━━━━━ GIVEN DATA ━━━━━
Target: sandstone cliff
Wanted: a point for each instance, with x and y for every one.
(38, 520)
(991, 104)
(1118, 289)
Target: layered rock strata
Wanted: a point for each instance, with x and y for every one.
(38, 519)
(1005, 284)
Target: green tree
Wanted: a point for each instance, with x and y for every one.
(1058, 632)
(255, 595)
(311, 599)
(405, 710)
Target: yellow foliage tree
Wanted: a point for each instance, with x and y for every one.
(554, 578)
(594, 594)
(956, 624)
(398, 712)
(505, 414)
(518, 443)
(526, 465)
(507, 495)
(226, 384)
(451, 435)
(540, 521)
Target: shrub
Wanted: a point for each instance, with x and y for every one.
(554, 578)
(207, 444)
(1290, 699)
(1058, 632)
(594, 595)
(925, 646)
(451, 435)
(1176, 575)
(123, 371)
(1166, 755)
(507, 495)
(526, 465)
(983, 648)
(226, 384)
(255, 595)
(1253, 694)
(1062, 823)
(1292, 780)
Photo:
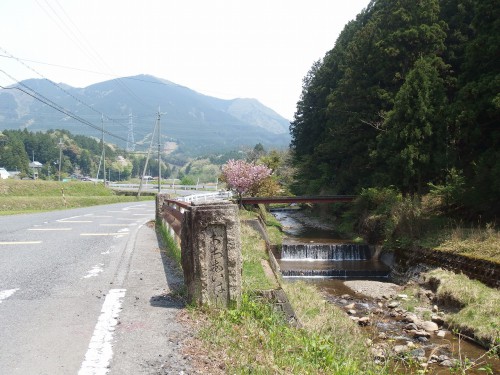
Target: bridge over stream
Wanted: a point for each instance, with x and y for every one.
━━━━━
PROBLEM -> Return exactly the lines from the line with "Target: shrub" through the last line of the data above, both included; pictures do not go in the answer.

RESULT OF THE TASK ->
Target: shrub
Wanted: a point for each instance, with x and y for every one.
(554, 578)
(207, 444)
(1290, 699)
(1058, 632)
(594, 595)
(925, 646)
(451, 435)
(1176, 575)
(123, 371)
(1166, 755)
(507, 495)
(526, 465)
(983, 648)
(226, 384)
(255, 595)
(1253, 694)
(1062, 823)
(1292, 780)
Photo:
Target: bridge over stream
Wanted: a point for each instance, with x and y for every one.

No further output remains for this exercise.